* **Instructions for the task**: Among the entries that follow, find every line with the word "like" and copy it.

* **Data records**:
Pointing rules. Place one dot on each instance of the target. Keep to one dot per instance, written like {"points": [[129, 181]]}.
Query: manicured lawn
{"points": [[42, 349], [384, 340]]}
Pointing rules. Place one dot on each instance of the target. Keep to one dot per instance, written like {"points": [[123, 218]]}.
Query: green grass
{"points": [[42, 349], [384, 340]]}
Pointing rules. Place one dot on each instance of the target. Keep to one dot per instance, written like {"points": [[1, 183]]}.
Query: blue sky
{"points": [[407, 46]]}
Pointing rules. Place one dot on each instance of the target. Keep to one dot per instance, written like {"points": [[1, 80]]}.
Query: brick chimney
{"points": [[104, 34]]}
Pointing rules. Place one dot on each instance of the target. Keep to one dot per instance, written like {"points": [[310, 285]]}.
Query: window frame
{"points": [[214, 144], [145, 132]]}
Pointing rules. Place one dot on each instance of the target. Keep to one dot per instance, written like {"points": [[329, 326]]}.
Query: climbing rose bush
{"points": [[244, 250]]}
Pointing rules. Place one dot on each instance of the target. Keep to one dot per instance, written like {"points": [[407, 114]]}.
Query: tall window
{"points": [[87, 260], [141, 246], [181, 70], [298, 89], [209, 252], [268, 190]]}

* * *

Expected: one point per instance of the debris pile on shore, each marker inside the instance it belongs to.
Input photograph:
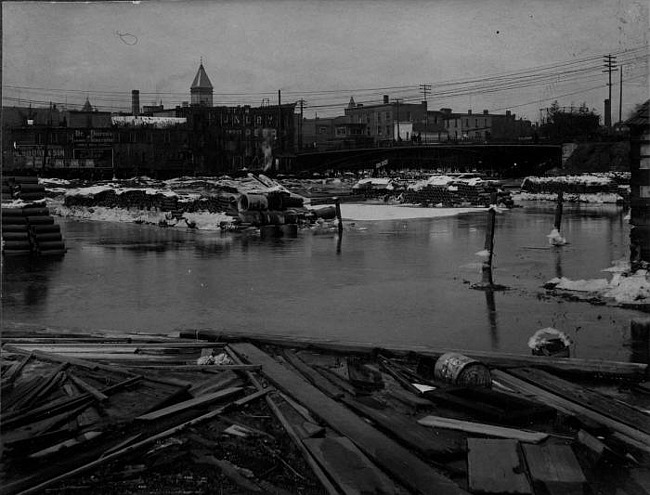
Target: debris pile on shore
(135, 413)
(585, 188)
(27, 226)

* **Answer**:
Pointing rules. Place one dot on each instance of the target. Keep to one dot per instance, written like {"points": [[129, 181]]}.
Pointing rules. Place one dot on each instance of the target. Keep to one dot per instance, written like {"points": [[123, 218]]}.
Pointing rules. Place one dot on each instance of the target. Keep to one dot per instance, written like {"points": [[1, 183]]}.
Pointing rules. Place one dot on each instance of the target. Keep to one dot per instance, written like {"points": [[1, 80]]}.
Pointing rules. Place one dot on each instance of the target. Keep to one dot per instance, written like {"points": [[310, 285]]}.
Pointing rules. Place one dot on each instance of the target. Keep to one dot per instance, written like {"points": [[329, 326]]}.
Pointing rules. Place one dot on each instance of the target. Keep to one dot per instance, written like {"points": [[407, 114]]}.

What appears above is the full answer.